- **TEXTE DE L’EXERCICE**
================================

L’épineuse question de l’origine. Darwin se garde bien d’apporter une réponse, ce qui laisse ouvertes toutes les spéculations : faut-il admettre l’hypothèse du hasard, ou bien d’une nécessité mécanique radicale, ou encore d’un « souffle » vital (Darwin lui-même emploiera puis retirera ce terme) dirigeant l’évolution ? Faut-il nier que s’y joue le moindre progrès ou y entrevoir la construction d’une amélioration durable ? La question de l’origine prend alors toute sa force : terme ambigu, souligne l’auteur, selon qu’il désigne un fait inaugural ou un simple mécanisme de survenance maintes fois réitéré. Sur le modèle des travaux naissants de la linguistique, on exige de la biologie qu’elle passe des conjectures aux preuves et résolve les interrogations fondamentales de l’anthropologie. En annonçant une « Origine des espèces », ce « mystère des mystères », Darwin entend-il un principe métaphysique extérieur au champ de la science, ou l’assignation logique d’un point limite dans la récurrence de la mutabilité des espèces ? Dans ce dernier cas, la notion d’espèce devient une simple catégorie nominale, dénaturalisée, et le champ de la recherche se dissout ; dans l’autre cas, se profile l’idée d’un prototype originaire, dont l’apparition soulève d’insondables difficultés. Darwin n’entend pas régler ces questions délicates, pas plus qu’il ne se prononce sur l’origine de l’homme.

================================

- **CONSIGNE**
D’après le texte sur la question de l’origine, quel terme Darwin a-t-il employé avant de le retirer ?

Données recueillies

================================

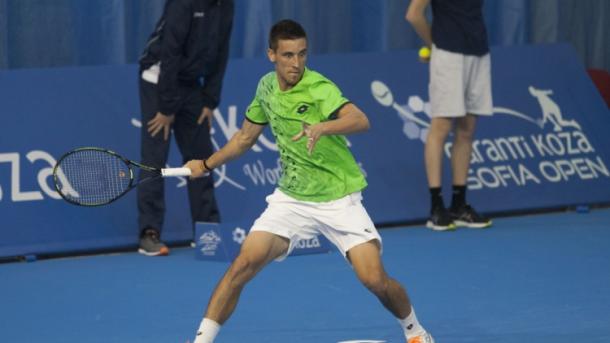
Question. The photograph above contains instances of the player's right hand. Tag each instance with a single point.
(161, 122)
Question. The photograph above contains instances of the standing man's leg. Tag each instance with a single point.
(477, 100)
(150, 195)
(433, 154)
(366, 261)
(258, 250)
(461, 153)
(460, 158)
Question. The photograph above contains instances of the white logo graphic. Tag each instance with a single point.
(239, 235)
(550, 110)
(517, 160)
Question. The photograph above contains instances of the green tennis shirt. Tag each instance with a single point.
(330, 172)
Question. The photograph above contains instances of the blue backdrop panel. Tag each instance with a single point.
(545, 146)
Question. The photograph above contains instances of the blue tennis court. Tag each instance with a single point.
(539, 278)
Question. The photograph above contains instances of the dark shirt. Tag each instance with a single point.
(191, 40)
(458, 26)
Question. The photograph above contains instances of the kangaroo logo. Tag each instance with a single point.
(550, 111)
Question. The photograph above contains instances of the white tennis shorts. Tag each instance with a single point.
(459, 84)
(344, 222)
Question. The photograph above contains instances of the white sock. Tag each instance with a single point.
(411, 326)
(207, 331)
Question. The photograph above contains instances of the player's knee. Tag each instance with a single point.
(242, 270)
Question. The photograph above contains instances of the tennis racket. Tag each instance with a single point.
(95, 176)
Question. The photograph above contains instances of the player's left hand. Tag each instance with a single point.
(208, 113)
(313, 134)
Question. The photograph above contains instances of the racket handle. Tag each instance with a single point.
(168, 172)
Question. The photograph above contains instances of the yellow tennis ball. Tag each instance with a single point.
(424, 52)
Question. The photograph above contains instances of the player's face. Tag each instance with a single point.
(289, 58)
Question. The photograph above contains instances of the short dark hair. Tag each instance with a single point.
(285, 29)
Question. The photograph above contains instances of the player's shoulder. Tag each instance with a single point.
(266, 80)
(313, 77)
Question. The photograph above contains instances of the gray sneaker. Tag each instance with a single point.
(151, 245)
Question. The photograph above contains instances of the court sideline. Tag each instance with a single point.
(538, 278)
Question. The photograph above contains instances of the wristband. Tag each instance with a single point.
(205, 165)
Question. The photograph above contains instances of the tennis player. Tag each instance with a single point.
(319, 191)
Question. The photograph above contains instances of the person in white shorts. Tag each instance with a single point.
(460, 90)
(319, 191)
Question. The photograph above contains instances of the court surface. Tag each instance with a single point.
(539, 278)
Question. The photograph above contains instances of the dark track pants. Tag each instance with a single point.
(193, 141)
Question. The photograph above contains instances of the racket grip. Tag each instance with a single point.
(169, 172)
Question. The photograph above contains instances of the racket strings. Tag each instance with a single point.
(92, 177)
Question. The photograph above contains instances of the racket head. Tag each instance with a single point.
(92, 176)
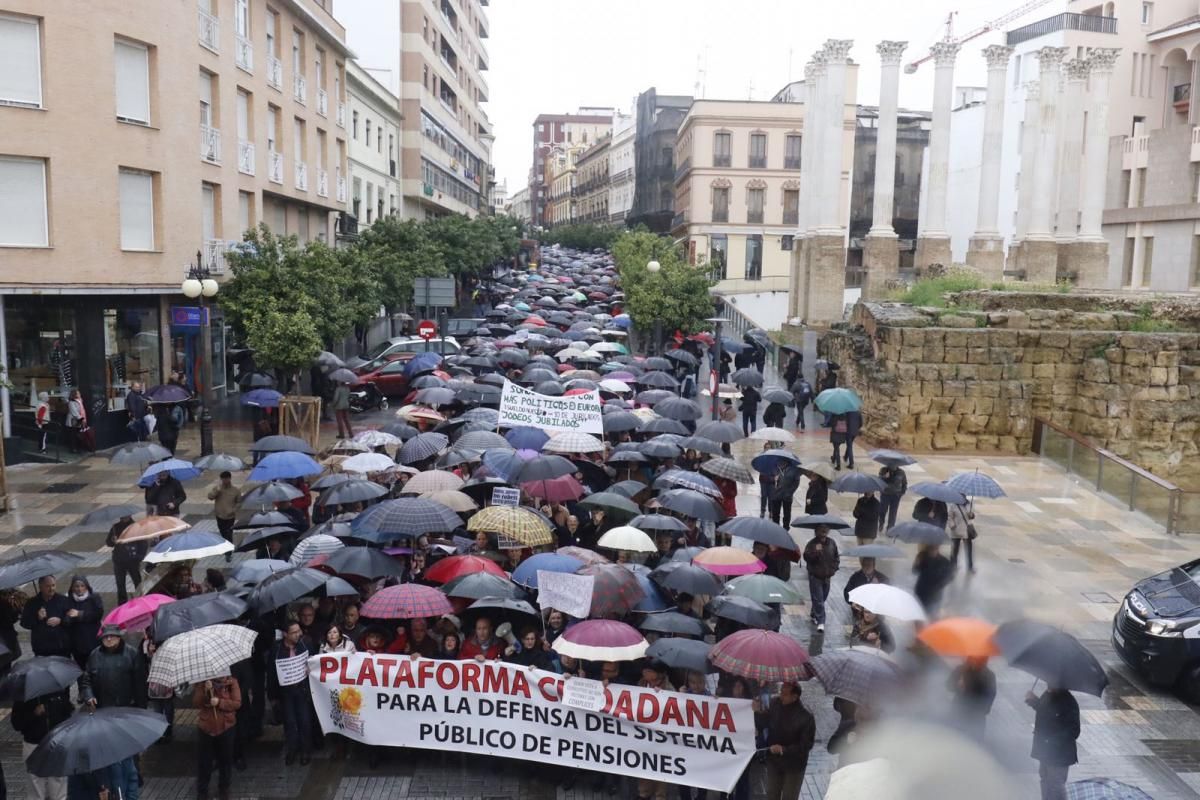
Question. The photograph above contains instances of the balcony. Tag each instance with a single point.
(1086, 23)
(244, 54)
(210, 31)
(210, 144)
(274, 73)
(245, 157)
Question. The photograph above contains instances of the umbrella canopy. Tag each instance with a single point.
(95, 739)
(681, 654)
(39, 677)
(201, 655)
(888, 601)
(1050, 655)
(601, 639)
(761, 655)
(407, 601)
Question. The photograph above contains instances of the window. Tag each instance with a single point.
(132, 82)
(754, 258)
(718, 257)
(791, 206)
(723, 149)
(792, 151)
(21, 61)
(137, 210)
(720, 204)
(754, 204)
(757, 150)
(23, 202)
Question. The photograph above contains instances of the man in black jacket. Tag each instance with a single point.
(45, 617)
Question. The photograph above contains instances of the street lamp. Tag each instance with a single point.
(199, 286)
(653, 268)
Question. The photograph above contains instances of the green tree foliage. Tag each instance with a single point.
(677, 294)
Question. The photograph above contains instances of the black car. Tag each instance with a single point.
(1157, 629)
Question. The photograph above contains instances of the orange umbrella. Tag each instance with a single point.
(153, 527)
(961, 637)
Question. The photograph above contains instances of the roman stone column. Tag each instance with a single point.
(934, 242)
(881, 252)
(1087, 257)
(826, 292)
(1039, 254)
(985, 251)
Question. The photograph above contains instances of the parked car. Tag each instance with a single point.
(1157, 629)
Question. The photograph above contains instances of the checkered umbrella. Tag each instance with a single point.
(761, 655)
(201, 655)
(405, 517)
(311, 547)
(407, 601)
(519, 524)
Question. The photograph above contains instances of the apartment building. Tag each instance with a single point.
(137, 137)
(591, 192)
(373, 162)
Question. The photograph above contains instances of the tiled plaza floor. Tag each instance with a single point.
(1053, 548)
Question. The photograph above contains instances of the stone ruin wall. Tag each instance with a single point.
(939, 379)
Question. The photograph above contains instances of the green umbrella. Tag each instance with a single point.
(839, 401)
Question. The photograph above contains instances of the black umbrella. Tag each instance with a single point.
(682, 654)
(1050, 655)
(196, 612)
(37, 677)
(95, 739)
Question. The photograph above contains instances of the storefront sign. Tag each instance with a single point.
(523, 407)
(502, 709)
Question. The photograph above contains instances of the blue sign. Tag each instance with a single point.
(189, 316)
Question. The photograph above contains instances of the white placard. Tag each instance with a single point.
(527, 408)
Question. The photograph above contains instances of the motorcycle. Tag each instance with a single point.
(366, 397)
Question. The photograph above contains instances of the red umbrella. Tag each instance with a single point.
(455, 566)
(407, 601)
(761, 655)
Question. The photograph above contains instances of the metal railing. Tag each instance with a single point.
(1086, 23)
(1163, 501)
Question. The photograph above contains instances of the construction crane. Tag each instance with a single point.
(987, 28)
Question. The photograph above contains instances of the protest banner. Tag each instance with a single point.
(522, 407)
(501, 709)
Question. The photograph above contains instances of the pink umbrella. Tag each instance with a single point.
(761, 655)
(601, 639)
(729, 560)
(136, 614)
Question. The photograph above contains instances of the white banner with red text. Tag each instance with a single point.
(499, 709)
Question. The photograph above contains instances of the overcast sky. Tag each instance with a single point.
(556, 55)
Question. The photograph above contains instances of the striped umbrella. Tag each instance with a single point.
(201, 655)
(761, 655)
(407, 601)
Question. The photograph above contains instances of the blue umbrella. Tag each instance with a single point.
(262, 398)
(526, 575)
(179, 469)
(286, 465)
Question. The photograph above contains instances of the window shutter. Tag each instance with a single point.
(23, 202)
(132, 83)
(137, 210)
(21, 62)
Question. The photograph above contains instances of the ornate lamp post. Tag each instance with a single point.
(201, 286)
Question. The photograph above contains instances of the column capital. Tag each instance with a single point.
(945, 53)
(997, 55)
(1050, 58)
(1103, 58)
(891, 52)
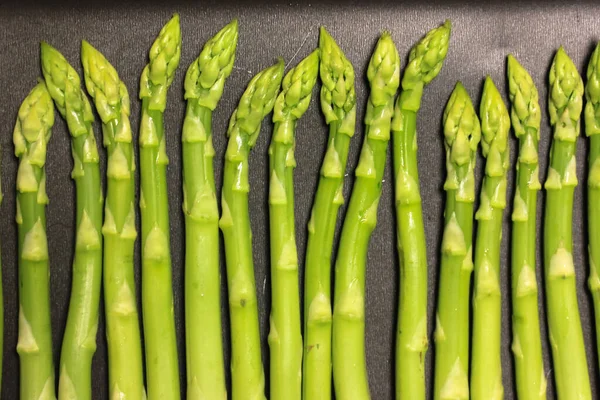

================================

- **RÉPONSE ATTENDUE**
Le terme « souffle » (un « souffle » vital dirigeant l’évolution).